**Task brief**: Retype the passage of the newsletter issue from "1. Consistency beats" to "than you think.", keeping its wording, spelling and punctuation unchanged.

MBD128: Why Your Content Gets Ignored


14 June 2026 | Issue #128

In this issue:

  • 10 Truths Separating Forgettable Content from Content That Converts
  • Designers are out Ahead on AI. The Rest of Us Can Learn from Them.
  • Recent Podcast Appearance
  • Design Quote of the Week

The Visual Marketing Cheat Sheet: 10 truths separating forgettable content from content that converts

If you think great design is just a matter of “creativity,” you’re missing the mechanics of how people actually process information. Great design is a system. When you stop guessing and start engineering, your results change.

Here are 10 truths that separate forgettable content from content that converts.

  1. Consistency beats creativity Brands with consistent messaging are worth 20% more than those constantly trying something new. Find what works, then keep doing it. Your audience isn’t exposed to your marketing as often as you are — they need repetition to build trust.
  2. Visuals are remembered. Words are forgotten. People recall 65% of visual information three days later. Text alone? 10%. If your message matters, pair it with a visual.
  3. You can control where the eye goes Visual hierarchy lets you direct viewers in whatever order you want. The most prominent element gets seen first, so make sure that element is earning its place. You have more control over the viewer’s experience than you think.
  4. Every piece of content needs a goal Before you open Canva, know what action you want the viewer to take. If you can’t answer that in one sentence, you’re not ready to design yet.
  5. White space is not wasted space The less you put in, the more attention lands on what matters. Empty space isn’t a failure to fill the canvas. It’s a deliberate signal telling the viewer where to look.
  6. People don’t buy products. They buy better versions of themselves. Your visuals need to show the benefit, not the feature. Every person is the lead character in their own story. Show them the version of themselves your product helps them become.
  7. If everything is yelling, nothing is heard When everything in a design is bold, large, and competing for attention, nothing stands out. Hierarchy requires contrast. If everything is important, nothing is.

(Stored records)
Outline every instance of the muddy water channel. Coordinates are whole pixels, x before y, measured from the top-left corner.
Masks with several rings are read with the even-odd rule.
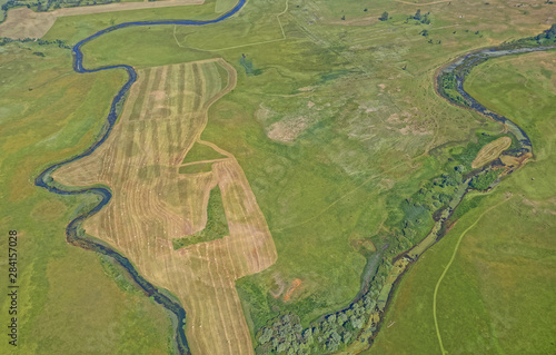
[[[92,188],[83,188],[83,189],[72,189],[60,184],[57,184],[52,180],[52,172],[70,162],[73,162],[78,159],[81,159],[86,156],[91,155],[100,145],[102,145],[107,138],[109,137],[112,128],[118,119],[118,116],[121,114],[121,108],[126,101],[127,93],[133,82],[137,80],[137,72],[131,66],[128,65],[119,65],[111,67],[102,67],[96,69],[86,69],[83,68],[83,53],[81,51],[82,46],[88,43],[89,41],[101,37],[111,31],[116,31],[118,29],[128,28],[128,27],[138,27],[138,26],[156,26],[156,24],[179,24],[179,26],[203,26],[209,23],[216,23],[228,19],[238,12],[246,3],[246,0],[239,0],[238,3],[228,12],[224,13],[217,19],[208,20],[208,21],[190,21],[190,20],[158,20],[158,21],[139,21],[139,22],[125,22],[120,24],[116,24],[109,28],[106,28],[81,41],[79,41],[76,46],[73,46],[73,70],[77,72],[96,72],[101,70],[110,70],[110,69],[123,69],[128,73],[128,80],[118,91],[116,97],[112,100],[110,106],[110,110],[107,116],[107,122],[99,134],[98,140],[96,140],[89,148],[87,148],[83,152],[78,155],[77,157],[72,157],[68,160],[54,164],[42,171],[36,179],[34,185],[39,187],[43,187],[50,193],[58,195],[93,195],[98,198],[98,204],[90,208],[89,210],[82,213],[77,218],[71,220],[66,228],[66,235],[68,243],[79,246],[83,249],[95,250],[102,255],[107,255],[113,259],[115,263],[119,264],[123,267],[130,275],[130,277],[135,280],[135,283],[146,293],[146,295],[152,297],[157,303],[162,305],[170,314],[172,318],[172,323],[175,326],[175,349],[179,354],[190,354],[189,347],[186,339],[186,334],[183,331],[183,325],[186,323],[186,312],[183,307],[173,299],[170,295],[163,293],[163,290],[158,289],[156,286],[146,280],[139,273],[136,267],[129,262],[128,258],[116,252],[109,245],[103,244],[99,240],[87,237],[81,228],[83,221],[97,214],[105,205],[110,201],[112,197],[111,191],[105,187],[92,187]]]
[[[139,275],[135,266],[121,254],[117,253],[113,248],[110,246],[92,239],[90,237],[87,237],[85,233],[82,231],[82,223],[89,218],[90,216],[97,214],[105,205],[108,204],[110,198],[112,197],[111,191],[108,188],[105,187],[92,187],[92,188],[83,188],[83,189],[70,189],[64,186],[61,186],[57,184],[56,181],[52,180],[51,174],[72,161],[76,161],[78,159],[81,159],[86,156],[89,156],[92,154],[100,145],[102,145],[107,138],[109,137],[113,125],[116,124],[116,120],[121,112],[121,108],[123,107],[127,93],[133,82],[137,80],[137,73],[135,69],[131,66],[128,65],[119,65],[119,66],[111,66],[111,67],[102,67],[102,68],[96,68],[96,69],[86,69],[83,68],[82,61],[83,61],[83,53],[81,52],[82,46],[88,43],[89,41],[101,37],[102,34],[106,34],[108,32],[121,29],[121,28],[128,28],[128,27],[136,27],[136,26],[156,26],[156,24],[179,24],[179,26],[203,26],[203,24],[209,24],[209,23],[216,23],[226,20],[227,18],[231,17],[236,12],[238,12],[244,4],[246,3],[246,0],[239,0],[238,3],[228,12],[222,14],[221,17],[215,19],[215,20],[209,20],[209,21],[189,21],[189,20],[160,20],[160,21],[140,21],[140,22],[126,22],[126,23],[120,23],[117,26],[112,26],[109,28],[106,28],[83,40],[78,42],[73,47],[73,69],[77,72],[96,72],[96,71],[101,71],[101,70],[110,70],[110,69],[123,69],[128,73],[128,80],[123,85],[123,87],[118,91],[116,97],[112,100],[112,103],[110,106],[109,114],[107,116],[107,124],[103,128],[103,130],[100,132],[98,140],[96,140],[89,148],[87,148],[82,154],[72,157],[68,160],[54,164],[47,168],[44,171],[42,171],[34,180],[34,184],[39,187],[43,187],[48,189],[49,191],[53,194],[59,194],[59,195],[93,195],[98,198],[98,204],[90,208],[89,210],[82,213],[79,215],[77,218],[71,220],[66,229],[67,234],[67,240],[68,243],[71,243],[72,245],[79,246],[85,249],[89,250],[95,250],[97,253],[110,256],[117,264],[119,264],[121,267],[123,267],[130,275],[130,277],[136,282],[136,284],[148,295],[152,296],[156,302],[161,304],[170,314],[172,314],[172,321],[175,324],[175,331],[176,331],[176,349],[179,354],[189,354],[189,348],[187,346],[187,339],[183,331],[183,324],[186,321],[186,313],[181,305],[175,299],[172,299],[171,296],[166,295],[162,290],[159,290],[157,287],[151,285],[149,282],[147,282],[142,276]],[[514,171],[516,168],[519,167],[520,161],[526,159],[526,157],[532,155],[532,144],[525,131],[519,128],[515,122],[510,121],[509,119],[496,114],[492,112],[488,109],[486,109],[484,106],[478,103],[473,97],[470,97],[465,90],[464,90],[464,81],[465,77],[467,73],[478,63],[481,63],[489,58],[496,58],[496,57],[503,57],[503,56],[508,56],[508,55],[517,55],[517,53],[527,53],[527,52],[534,52],[534,51],[542,51],[542,50],[548,50],[548,49],[554,49],[555,47],[537,47],[537,48],[520,48],[520,49],[505,49],[505,50],[498,50],[498,49],[484,49],[480,51],[471,52],[467,56],[464,56],[461,58],[458,58],[450,65],[446,66],[443,68],[436,78],[437,82],[441,82],[443,78],[445,76],[451,76],[450,78],[455,82],[455,88],[458,92],[458,95],[463,98],[463,100],[466,102],[465,105],[461,105],[460,101],[454,101],[450,97],[443,95],[443,90],[438,90],[438,93],[443,96],[445,99],[449,100],[450,102],[459,106],[465,106],[467,108],[474,109],[483,115],[486,115],[496,121],[500,122],[502,125],[506,126],[507,129],[518,139],[520,144],[520,151],[517,155],[517,161],[518,164],[513,167],[512,169],[507,170],[507,174]],[[519,160],[519,158],[523,158]],[[487,167],[486,169],[488,169]],[[370,316],[370,319],[367,322],[365,325],[363,332],[359,334],[357,339],[349,346],[347,349],[348,353],[356,354],[359,353],[360,351],[365,349],[369,345],[369,341],[376,335],[376,333],[379,329],[380,326],[380,321],[383,319],[383,314],[388,305],[388,302],[390,300],[390,295],[393,288],[397,285],[399,282],[401,275],[405,273],[407,269],[408,265],[411,263],[415,263],[417,258],[425,252],[427,250],[431,245],[434,245],[439,238],[443,237],[445,229],[447,227],[447,223],[449,217],[451,216],[453,211],[456,209],[456,207],[459,205],[461,199],[465,197],[467,191],[469,190],[469,181],[470,179],[476,176],[477,174],[483,174],[485,171],[485,168],[481,171],[475,172],[475,175],[468,176],[464,183],[458,187],[457,194],[454,196],[451,201],[449,203],[448,208],[446,208],[438,221],[436,221],[435,226],[430,230],[430,233],[415,247],[409,249],[408,252],[404,253],[400,255],[395,262],[394,265],[386,278],[386,283],[383,286],[377,306],[373,315]]]
[[[395,260],[393,262],[393,266],[386,277],[385,284],[380,289],[376,307],[373,310],[367,324],[364,326],[363,331],[360,332],[356,341],[351,343],[351,345],[348,346],[348,348],[345,352],[342,352],[342,354],[358,354],[370,346],[370,344],[373,343],[373,338],[377,335],[383,325],[385,309],[391,302],[391,295],[394,294],[393,293],[394,288],[398,285],[399,280],[401,279],[405,272],[408,269],[409,265],[415,263],[423,255],[423,253],[425,253],[435,243],[437,243],[440,238],[444,237],[444,235],[449,228],[449,224],[451,224],[450,220],[451,215],[454,214],[458,205],[461,203],[464,197],[467,195],[467,193],[471,189],[471,187],[469,187],[470,180],[480,174],[486,174],[490,171],[495,166],[498,169],[500,168],[504,169],[504,172],[500,174],[502,178],[502,176],[506,176],[518,169],[529,157],[533,156],[532,141],[527,136],[527,134],[519,126],[517,126],[514,121],[512,121],[507,117],[490,111],[465,91],[464,82],[467,75],[471,71],[474,67],[487,61],[490,58],[498,58],[510,55],[530,53],[530,52],[552,50],[552,49],[556,49],[556,46],[526,47],[526,48],[514,48],[514,49],[496,49],[496,48],[481,49],[465,55],[463,57],[459,57],[449,65],[438,70],[435,80],[436,80],[437,93],[440,97],[448,100],[453,105],[475,110],[499,122],[507,129],[507,131],[509,131],[513,136],[515,136],[515,138],[519,141],[519,148],[517,149],[517,151],[513,151],[512,159],[506,160],[506,161],[512,161],[512,165],[509,164],[505,165],[504,162],[502,162],[504,161],[504,159],[502,159],[502,161],[500,159],[497,159],[487,165],[486,167],[483,167],[481,169],[478,169],[467,175],[466,179],[458,186],[455,196],[453,196],[453,199],[448,204],[448,207],[443,210],[440,218],[435,223],[429,234],[413,248],[410,248],[409,250],[405,252],[404,254],[395,258]],[[445,86],[446,82],[450,83],[450,88],[448,89],[453,89],[451,95],[447,93],[447,90],[445,90],[446,88],[443,87]],[[504,155],[507,154],[503,152],[502,156]],[[498,178],[495,183],[493,183],[489,188],[494,188],[499,183],[500,178]]]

**Task answer**:
1. Consistency beats creativity Brands with consistent messaging are worth 20% more than those constantly trying something new. Find what works, then keep doing it. Your audience isn’t exposed to your marketing as often as you are — they need repetition to build trust.
  2. Visuals are remembered. Words are forgotten. People recall 65% of visual information three days later. Text alone? 10%. If your message matters, pair it with a visual.
  3. You can control where the eye goes Visual hierarchy lets you direct viewers in whatever order you want. The most prominent element gets seen first, so make sure that element is earning its place. You have more control over the viewer’s experience than you think.